== Gezeigter Auszug ==
=======

Offensichtlich in Abstimmung mit dem Nds. Innenministerium hat die „Feuerwehr-Unfallkasse Niedersachsen (FUK NDS)“ am 30.5.2023 Ergebnisse einer von ihr organisierten Umfrage zu deren „Erfahrungen mit Beleidigungen, Beschimpfungen, Bedrohungen und tätlichen Angriffen“ veröffentlicht. Dabei geht es nicht um die Berufsfeuerwehren, sondern um die Freiwilligen Feuerwehren des Bundeslands.
Noch am gleichen Tag korrespondierte das Nds. Innenministerium unter der polizeifreundlichen Innenministerin Behrens mit einer Pressemitteilung und schlug damit heftig in die Kerbe:
„Die Niedersächsische Ministerin für Inneres und Sport, Daniela Behrens, sagt: „Angriffe auf Rettungs- und Einsatzkräfte, Polizistinnen und Polizisten sowie Feuerwehrleute sind völlig inakzeptabel. Diese Gewalt dürfen wir nicht hinnehmen – denn wer Einsatzkräfte daran hindert, ihre Pflicht zu tun, der greift uns alle an. Wir werden alles dafür tun, um die Menschen, die sich haupt- oder ehrenamtlich für unsere Sicherheit engagieren, zu schützen.“
Das ist der seit einigen Jahren bekannte einseitig polarisierende Chorus populistischer Parteipolitiker, der die andere Seite der Medaille staatlichen Gewaltmonopols, die unterbelichtete Polizeigewalt an Nicht-Polizist*innen und Rassismus in der Polizei totschweigt oder gar leugnet (Seehofer/Pistorius), einhergehend mit der Schaffung neuer Sonderstrafrechte für Polizei, Bundes“wehr“ und andere staatliche Akteure.
Wir haben bei der FUK nachgefragt, wie sich die Details zu der Umfrage gestalten, die nun als geeigneter Anlaß für die einhämmernde Wiederholung populistischer Debattenbeiträge hergehalten hat.

=======

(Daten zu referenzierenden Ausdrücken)
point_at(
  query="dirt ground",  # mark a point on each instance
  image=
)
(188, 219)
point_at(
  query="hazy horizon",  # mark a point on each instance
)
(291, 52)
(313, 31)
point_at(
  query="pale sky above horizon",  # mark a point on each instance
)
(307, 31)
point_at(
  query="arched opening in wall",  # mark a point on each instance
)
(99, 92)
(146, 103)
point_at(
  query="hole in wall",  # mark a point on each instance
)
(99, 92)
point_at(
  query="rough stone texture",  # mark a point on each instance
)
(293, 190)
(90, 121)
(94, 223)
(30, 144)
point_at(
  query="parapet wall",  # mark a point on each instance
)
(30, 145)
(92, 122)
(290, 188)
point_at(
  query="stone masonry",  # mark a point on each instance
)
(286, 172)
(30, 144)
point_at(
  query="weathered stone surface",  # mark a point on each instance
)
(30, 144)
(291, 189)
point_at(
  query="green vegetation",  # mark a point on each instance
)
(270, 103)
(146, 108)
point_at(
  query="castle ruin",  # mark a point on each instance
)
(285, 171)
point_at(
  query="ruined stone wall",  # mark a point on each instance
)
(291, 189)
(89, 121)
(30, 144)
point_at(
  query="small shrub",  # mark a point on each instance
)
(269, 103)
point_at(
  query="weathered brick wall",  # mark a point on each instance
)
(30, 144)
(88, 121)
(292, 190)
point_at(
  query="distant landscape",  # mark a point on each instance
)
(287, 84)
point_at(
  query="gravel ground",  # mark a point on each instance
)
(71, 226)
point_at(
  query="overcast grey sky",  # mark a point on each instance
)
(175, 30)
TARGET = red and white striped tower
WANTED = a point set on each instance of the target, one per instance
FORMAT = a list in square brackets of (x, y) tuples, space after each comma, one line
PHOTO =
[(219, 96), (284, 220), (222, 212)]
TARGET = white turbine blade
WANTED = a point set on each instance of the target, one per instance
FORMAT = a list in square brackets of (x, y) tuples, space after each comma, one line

=======

== Material erkunden ==
1. Geben Sie den Auszug zwischen „Offensichtlich in Abstimmung“ und „Feuerwehren des Bundeslands.“ einschließlich aktualisiert wieder, wobei „Umfrage“ durch „Befragung“ ersetzt wird.
2. An welchem Datum veröffentlichte die Feuerwehr-Unfallkasse Niedersachsen laut dem Auszug die Ergebnisse ihrer Umfrage?
Das Material steht für sich und gehört nicht zum Auszug.

== Lösungen zur Übung ==
1.
Offensichtlich in Abstimmung mit dem Nds. Innenministerium hat die „Feuerwehr-Unfallkasse Niedersachsen (FUK NDS)“ am 30.5.2023 Ergebnisse einer von ihr organisierten Befragung zu deren „Erfahrungen mit Beleidigungen, Beschimpfungen, Bedrohungen und tätlichen Angriffen“ veröffentlicht. Dabei geht es nicht um die Berufsfeuerwehren, sondern um die Freiwilligen Feuerwehren des Bundeslands.

2. Am 30.5.2023.